==== Data extract ====
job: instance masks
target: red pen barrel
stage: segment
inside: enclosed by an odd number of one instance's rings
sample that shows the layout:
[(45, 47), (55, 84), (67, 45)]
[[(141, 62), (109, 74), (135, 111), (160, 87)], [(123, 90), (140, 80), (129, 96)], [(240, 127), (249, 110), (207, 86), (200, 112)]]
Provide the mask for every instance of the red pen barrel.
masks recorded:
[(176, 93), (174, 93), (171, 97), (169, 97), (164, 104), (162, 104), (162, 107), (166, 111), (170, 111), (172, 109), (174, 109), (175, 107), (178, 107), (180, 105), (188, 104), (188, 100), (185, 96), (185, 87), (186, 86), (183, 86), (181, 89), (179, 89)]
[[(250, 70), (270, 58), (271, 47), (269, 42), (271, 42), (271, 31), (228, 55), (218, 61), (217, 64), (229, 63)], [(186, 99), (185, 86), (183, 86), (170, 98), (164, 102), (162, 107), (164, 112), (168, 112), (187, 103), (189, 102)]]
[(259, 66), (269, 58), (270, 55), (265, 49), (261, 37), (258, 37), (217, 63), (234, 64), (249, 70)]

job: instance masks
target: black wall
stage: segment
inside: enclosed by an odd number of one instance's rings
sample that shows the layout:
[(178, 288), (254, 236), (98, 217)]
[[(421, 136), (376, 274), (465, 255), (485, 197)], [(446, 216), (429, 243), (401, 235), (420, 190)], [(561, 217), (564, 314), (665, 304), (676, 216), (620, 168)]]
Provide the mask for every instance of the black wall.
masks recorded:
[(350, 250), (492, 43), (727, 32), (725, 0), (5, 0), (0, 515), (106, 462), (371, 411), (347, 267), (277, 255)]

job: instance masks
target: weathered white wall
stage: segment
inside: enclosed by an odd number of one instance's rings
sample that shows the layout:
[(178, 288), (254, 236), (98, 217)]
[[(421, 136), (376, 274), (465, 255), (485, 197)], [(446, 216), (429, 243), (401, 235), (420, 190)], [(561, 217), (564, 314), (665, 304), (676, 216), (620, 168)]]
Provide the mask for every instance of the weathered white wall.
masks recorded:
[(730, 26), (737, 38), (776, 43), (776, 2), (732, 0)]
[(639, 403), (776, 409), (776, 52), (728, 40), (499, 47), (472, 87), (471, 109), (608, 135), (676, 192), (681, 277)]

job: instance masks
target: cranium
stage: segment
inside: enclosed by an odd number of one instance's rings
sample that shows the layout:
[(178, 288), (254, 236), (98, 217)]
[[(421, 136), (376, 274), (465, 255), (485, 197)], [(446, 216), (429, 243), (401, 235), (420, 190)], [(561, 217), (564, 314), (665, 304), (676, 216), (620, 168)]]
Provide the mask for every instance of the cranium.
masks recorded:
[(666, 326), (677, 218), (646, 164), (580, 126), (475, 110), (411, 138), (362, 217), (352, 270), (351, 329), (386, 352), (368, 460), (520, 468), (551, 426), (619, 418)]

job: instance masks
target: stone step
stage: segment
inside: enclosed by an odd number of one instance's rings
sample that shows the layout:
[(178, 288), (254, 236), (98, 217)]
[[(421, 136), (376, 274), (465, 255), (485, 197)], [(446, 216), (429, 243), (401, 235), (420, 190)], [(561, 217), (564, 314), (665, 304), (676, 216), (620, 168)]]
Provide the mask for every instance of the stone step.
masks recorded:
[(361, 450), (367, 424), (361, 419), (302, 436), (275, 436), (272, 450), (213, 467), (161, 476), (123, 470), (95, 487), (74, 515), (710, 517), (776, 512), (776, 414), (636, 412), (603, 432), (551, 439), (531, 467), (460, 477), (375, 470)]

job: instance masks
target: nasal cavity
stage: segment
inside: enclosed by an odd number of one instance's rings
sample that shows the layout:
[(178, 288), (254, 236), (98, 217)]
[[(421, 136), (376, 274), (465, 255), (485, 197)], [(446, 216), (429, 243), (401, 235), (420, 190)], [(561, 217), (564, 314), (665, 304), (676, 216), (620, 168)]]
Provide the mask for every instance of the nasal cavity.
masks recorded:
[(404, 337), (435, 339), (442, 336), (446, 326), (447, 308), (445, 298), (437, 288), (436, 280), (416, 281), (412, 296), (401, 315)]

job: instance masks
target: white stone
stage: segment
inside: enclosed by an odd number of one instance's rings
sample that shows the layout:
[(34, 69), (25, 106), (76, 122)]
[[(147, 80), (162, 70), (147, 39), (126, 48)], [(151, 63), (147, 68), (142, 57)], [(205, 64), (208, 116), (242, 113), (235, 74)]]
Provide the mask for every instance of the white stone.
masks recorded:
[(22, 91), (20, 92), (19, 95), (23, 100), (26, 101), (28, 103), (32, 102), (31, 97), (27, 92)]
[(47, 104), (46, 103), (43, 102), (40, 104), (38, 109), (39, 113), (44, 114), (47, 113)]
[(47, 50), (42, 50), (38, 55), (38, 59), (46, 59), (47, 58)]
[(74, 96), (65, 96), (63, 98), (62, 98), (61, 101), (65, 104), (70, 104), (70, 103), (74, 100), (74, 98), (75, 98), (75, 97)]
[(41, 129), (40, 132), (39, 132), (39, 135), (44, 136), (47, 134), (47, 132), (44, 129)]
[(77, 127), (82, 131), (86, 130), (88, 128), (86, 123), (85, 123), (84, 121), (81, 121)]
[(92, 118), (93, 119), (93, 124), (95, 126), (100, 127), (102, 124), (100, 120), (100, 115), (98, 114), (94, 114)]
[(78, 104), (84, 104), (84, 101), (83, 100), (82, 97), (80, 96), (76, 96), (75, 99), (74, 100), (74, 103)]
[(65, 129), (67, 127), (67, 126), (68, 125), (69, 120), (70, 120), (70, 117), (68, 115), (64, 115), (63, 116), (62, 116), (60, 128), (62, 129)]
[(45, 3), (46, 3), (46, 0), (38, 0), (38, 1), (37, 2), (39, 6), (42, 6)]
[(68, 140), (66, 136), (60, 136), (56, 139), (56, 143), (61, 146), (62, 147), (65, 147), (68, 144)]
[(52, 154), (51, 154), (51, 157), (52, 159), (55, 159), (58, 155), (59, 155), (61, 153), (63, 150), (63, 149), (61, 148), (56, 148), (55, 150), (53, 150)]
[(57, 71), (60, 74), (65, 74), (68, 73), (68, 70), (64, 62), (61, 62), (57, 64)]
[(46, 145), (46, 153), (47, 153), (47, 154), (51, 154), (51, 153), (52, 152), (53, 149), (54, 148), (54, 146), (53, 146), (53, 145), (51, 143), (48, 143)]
====
■ Problem ■
How many lines in the data above contain the string "stone"? Case counts. Reply with the number alone.

■ Exercise solution ■
4